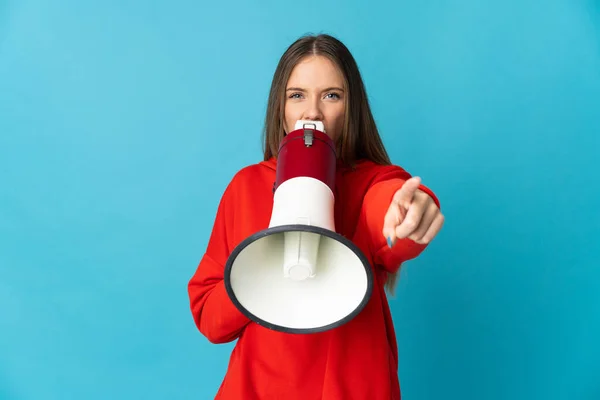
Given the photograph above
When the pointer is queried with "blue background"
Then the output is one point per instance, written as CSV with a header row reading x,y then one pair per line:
x,y
121,123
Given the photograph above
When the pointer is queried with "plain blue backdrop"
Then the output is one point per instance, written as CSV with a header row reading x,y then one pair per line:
x,y
121,123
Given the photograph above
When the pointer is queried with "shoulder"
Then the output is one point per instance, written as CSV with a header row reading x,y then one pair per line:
x,y
249,177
● ● ●
The listing is to be repeated word for word, with all pictures omitted.

▸ Written reply:
Given the photograph above
When the pointer is queried with "blue background"
Then the output is one point per instance, written as CSV with a header row reading x,y then one pair per line:
x,y
121,123
Given the photograph above
When the pointer is queried with "plain blue backdrop"
Then the output is one point per instance, written as CSV with a header row reading x,y then one pair per line:
x,y
121,123
Given the photograph above
When the pointer is queried with "shoulder"
Then the output is one point per instance, written as CSV with a header row reading x,y then one pair per line:
x,y
249,177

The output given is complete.